**What to do**
The data below should be copied over with complete accuracy.

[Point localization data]
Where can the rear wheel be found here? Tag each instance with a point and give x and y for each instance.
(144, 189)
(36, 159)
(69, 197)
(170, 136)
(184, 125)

**Output**
Where can the rear wheel be found here? Tag each instance with a point and give x and y for each instance.
(144, 189)
(36, 159)
(69, 197)
(170, 136)
(184, 125)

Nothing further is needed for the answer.